## Begin

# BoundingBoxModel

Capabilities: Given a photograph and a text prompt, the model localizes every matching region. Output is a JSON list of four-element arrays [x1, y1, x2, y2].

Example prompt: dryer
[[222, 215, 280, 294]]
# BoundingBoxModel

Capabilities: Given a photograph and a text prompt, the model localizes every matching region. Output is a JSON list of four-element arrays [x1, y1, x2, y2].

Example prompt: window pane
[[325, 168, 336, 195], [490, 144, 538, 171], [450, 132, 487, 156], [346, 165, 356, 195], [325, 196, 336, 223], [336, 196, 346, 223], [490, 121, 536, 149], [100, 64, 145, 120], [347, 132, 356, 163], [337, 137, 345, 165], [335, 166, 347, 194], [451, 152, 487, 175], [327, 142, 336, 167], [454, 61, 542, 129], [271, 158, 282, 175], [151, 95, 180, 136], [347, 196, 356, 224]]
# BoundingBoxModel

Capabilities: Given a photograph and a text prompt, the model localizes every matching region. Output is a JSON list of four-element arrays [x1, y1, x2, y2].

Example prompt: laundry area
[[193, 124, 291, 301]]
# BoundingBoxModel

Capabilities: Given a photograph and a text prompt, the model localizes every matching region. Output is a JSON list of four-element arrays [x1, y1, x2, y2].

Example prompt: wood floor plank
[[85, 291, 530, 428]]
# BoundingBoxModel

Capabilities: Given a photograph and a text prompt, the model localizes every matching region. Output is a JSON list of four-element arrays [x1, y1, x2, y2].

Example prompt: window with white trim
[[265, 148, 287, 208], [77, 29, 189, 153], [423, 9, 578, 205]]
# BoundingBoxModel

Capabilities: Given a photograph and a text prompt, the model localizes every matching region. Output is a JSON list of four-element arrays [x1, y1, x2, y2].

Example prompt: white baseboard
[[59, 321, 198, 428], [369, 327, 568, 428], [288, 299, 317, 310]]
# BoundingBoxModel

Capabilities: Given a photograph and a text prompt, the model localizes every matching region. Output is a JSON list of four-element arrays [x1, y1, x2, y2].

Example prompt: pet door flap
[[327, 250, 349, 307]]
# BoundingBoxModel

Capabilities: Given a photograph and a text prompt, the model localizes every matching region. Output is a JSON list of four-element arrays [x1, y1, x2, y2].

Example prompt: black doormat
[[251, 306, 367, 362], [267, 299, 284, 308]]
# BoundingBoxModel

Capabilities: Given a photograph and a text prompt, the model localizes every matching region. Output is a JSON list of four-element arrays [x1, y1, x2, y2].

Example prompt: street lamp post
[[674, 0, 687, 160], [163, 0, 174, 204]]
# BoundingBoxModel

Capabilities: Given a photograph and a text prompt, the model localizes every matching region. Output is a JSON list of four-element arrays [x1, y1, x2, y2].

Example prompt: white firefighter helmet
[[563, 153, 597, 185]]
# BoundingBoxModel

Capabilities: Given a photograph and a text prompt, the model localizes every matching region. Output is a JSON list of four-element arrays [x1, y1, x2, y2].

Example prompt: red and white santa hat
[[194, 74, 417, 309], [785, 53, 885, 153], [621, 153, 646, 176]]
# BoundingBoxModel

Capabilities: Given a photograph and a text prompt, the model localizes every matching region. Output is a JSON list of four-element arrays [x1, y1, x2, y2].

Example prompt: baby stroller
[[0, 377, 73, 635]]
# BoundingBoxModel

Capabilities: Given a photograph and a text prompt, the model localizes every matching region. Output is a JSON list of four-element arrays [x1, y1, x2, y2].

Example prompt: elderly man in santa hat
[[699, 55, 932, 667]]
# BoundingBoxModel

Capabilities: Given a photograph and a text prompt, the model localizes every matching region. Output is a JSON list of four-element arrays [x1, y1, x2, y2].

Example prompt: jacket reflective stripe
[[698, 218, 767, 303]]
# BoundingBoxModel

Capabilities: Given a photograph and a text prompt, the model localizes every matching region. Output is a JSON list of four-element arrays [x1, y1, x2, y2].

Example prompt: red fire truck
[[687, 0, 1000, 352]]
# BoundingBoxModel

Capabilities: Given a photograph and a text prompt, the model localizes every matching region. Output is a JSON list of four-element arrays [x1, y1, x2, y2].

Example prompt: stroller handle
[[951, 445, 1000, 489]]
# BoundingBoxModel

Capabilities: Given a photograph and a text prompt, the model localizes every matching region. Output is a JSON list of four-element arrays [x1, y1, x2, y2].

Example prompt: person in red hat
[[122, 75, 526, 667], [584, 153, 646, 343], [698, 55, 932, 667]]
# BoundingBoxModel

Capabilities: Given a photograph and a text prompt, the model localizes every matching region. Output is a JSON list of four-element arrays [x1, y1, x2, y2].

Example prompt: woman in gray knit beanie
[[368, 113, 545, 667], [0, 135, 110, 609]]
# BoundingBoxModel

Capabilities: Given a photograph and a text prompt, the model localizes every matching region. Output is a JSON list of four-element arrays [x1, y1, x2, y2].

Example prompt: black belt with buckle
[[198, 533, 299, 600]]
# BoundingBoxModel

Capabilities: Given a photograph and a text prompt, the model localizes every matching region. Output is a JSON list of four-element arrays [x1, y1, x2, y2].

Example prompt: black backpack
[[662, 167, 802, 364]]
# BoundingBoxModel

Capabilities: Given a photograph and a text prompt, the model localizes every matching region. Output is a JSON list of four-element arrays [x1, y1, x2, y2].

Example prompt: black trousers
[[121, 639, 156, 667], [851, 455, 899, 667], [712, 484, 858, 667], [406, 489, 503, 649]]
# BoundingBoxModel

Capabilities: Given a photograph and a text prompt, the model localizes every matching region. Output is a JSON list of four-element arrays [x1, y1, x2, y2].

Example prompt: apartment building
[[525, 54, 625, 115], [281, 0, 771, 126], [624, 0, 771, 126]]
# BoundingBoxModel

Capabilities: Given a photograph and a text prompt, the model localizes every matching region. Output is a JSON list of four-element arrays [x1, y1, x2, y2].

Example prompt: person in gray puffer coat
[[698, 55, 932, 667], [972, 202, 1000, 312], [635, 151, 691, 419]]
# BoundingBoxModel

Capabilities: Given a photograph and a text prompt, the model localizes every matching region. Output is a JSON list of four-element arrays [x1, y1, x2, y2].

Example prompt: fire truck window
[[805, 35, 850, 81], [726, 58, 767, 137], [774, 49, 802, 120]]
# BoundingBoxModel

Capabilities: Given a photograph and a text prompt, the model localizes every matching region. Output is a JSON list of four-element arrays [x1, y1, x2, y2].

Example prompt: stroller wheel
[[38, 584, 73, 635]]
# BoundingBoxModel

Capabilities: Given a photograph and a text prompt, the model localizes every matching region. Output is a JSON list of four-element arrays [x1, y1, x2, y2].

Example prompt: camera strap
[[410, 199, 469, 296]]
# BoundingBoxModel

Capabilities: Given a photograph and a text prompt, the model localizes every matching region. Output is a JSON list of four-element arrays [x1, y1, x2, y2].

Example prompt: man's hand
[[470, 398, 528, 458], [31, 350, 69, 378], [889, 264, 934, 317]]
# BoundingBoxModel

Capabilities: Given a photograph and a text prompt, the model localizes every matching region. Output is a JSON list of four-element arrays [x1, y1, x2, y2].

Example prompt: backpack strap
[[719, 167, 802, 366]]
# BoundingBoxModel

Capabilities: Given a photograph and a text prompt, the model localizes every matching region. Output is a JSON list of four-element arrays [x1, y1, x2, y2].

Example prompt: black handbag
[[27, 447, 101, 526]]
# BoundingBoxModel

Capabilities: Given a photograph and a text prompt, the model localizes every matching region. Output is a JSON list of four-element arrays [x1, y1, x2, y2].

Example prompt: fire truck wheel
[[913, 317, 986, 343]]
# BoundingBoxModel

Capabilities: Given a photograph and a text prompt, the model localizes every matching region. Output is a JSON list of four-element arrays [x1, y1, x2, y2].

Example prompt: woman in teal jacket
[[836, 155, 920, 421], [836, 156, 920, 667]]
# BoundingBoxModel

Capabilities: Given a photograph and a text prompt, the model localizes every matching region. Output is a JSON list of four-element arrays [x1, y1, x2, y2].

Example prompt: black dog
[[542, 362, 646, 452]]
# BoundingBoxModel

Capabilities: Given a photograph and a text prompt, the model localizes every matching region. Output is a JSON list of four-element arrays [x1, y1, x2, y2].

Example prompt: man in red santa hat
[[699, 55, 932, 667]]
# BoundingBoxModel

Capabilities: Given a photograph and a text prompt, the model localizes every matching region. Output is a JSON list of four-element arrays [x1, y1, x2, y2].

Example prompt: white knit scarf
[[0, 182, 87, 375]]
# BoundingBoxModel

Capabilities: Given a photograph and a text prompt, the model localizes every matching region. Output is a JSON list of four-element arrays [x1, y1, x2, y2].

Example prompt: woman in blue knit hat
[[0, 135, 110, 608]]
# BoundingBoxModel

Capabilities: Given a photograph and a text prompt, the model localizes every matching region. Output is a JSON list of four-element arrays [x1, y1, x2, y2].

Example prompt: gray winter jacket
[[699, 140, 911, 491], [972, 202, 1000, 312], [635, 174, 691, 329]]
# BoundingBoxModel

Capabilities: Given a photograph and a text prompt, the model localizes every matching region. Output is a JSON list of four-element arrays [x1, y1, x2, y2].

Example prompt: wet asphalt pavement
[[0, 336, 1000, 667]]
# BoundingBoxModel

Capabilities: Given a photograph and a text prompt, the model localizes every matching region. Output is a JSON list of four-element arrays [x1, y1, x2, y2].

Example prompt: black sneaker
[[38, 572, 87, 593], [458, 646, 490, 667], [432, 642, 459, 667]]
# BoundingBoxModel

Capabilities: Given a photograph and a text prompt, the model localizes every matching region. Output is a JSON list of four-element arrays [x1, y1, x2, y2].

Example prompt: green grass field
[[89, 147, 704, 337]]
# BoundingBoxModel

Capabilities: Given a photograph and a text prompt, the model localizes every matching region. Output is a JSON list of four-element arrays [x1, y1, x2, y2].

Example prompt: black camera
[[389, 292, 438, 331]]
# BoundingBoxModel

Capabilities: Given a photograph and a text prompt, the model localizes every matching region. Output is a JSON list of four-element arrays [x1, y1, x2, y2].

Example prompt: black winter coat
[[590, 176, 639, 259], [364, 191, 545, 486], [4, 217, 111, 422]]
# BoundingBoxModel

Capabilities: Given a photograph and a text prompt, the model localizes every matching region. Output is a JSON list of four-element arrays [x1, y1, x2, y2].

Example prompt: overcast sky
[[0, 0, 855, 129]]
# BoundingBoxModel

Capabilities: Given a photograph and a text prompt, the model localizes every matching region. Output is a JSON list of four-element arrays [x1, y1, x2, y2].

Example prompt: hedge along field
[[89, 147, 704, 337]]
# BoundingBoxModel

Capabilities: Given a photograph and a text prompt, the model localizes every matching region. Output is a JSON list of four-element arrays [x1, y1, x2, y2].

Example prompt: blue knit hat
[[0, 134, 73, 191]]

## End

:: WORK TO COMPLETE ::
Turn the stretch of the records from the start through the line containing "[[222, 215, 280, 294]]" into a two-column CSV with columns named input and output. Each record gets one row, with its text under input and its answer under output, each value enclosed in double quotes and with line breaks replaced by spaces.

:: FULL RESPONSE ::
input,output
"# BoundingBoxModel Capabilities: Given a photograph and a text prompt, the model localizes every matching region. Output is a JSON list of four-element arrays [x1, y1, x2, y2]. Example prompt: dryer","[[222, 215, 280, 294]]"